** Problem statement **
Please count the lines in the entries below that contain the string "jacket", treating uppercase and lowercase as different. Give only the number.

══ Data lines ══

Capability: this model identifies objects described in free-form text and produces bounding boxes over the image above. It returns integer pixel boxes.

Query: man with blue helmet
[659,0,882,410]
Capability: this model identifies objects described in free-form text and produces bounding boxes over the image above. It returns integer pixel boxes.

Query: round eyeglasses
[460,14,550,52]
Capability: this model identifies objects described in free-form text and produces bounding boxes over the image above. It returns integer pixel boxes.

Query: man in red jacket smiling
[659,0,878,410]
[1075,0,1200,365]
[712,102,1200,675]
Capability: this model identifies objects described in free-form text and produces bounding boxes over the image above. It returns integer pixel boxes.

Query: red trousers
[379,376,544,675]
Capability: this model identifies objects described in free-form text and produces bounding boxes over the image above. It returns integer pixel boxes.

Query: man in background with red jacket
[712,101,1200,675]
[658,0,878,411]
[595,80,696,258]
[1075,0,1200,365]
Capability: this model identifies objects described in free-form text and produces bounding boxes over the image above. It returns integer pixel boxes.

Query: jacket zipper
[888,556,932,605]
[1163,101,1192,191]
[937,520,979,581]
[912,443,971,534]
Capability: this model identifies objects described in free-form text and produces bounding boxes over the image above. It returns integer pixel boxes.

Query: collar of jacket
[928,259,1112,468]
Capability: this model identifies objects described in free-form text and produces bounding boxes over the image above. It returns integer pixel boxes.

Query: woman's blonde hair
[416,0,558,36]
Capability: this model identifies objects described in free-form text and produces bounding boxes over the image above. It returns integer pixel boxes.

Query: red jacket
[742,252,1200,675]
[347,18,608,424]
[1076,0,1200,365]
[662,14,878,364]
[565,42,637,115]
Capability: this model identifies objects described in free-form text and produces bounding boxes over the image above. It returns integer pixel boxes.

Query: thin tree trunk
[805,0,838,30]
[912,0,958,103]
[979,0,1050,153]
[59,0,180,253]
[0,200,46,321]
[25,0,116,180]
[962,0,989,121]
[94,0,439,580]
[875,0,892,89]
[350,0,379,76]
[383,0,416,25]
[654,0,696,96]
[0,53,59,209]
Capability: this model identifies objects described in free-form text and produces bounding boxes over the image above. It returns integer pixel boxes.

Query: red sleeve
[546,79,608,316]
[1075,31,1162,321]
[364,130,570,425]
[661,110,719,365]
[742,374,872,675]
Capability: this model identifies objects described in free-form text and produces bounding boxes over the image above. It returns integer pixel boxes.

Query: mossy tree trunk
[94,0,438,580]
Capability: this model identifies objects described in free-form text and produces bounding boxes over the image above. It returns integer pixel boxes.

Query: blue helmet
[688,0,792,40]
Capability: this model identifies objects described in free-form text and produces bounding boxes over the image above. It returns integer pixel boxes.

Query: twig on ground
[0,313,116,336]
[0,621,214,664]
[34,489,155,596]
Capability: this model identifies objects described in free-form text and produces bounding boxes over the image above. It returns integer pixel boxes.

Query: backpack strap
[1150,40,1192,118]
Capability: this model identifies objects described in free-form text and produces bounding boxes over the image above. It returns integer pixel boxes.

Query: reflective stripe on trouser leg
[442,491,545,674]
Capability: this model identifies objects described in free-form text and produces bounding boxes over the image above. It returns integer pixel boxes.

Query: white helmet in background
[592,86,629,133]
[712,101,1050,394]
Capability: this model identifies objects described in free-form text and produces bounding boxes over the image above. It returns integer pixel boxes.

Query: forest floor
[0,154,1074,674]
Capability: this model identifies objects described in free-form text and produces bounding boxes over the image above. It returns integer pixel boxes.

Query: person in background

═══
══ Data lines ══

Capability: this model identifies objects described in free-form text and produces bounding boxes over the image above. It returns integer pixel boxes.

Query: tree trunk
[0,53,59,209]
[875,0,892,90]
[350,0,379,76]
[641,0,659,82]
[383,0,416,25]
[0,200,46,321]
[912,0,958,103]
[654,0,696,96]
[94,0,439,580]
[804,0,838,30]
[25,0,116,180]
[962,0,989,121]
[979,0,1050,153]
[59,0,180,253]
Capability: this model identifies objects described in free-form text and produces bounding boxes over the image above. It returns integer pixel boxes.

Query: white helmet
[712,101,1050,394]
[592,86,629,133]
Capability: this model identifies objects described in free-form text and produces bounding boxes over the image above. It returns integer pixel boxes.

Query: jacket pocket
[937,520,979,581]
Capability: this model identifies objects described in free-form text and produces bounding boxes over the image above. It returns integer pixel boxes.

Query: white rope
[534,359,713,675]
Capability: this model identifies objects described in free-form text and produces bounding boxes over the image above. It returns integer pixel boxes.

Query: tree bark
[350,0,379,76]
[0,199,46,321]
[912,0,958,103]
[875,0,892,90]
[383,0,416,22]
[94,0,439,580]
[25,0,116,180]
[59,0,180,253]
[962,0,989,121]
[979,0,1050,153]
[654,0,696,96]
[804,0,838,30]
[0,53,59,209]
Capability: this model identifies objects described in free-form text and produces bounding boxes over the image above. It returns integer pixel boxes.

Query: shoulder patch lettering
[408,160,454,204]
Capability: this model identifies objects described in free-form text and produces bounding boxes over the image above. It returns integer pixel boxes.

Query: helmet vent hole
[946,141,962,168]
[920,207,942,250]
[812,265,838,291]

═══

** Solution to this exercise **
6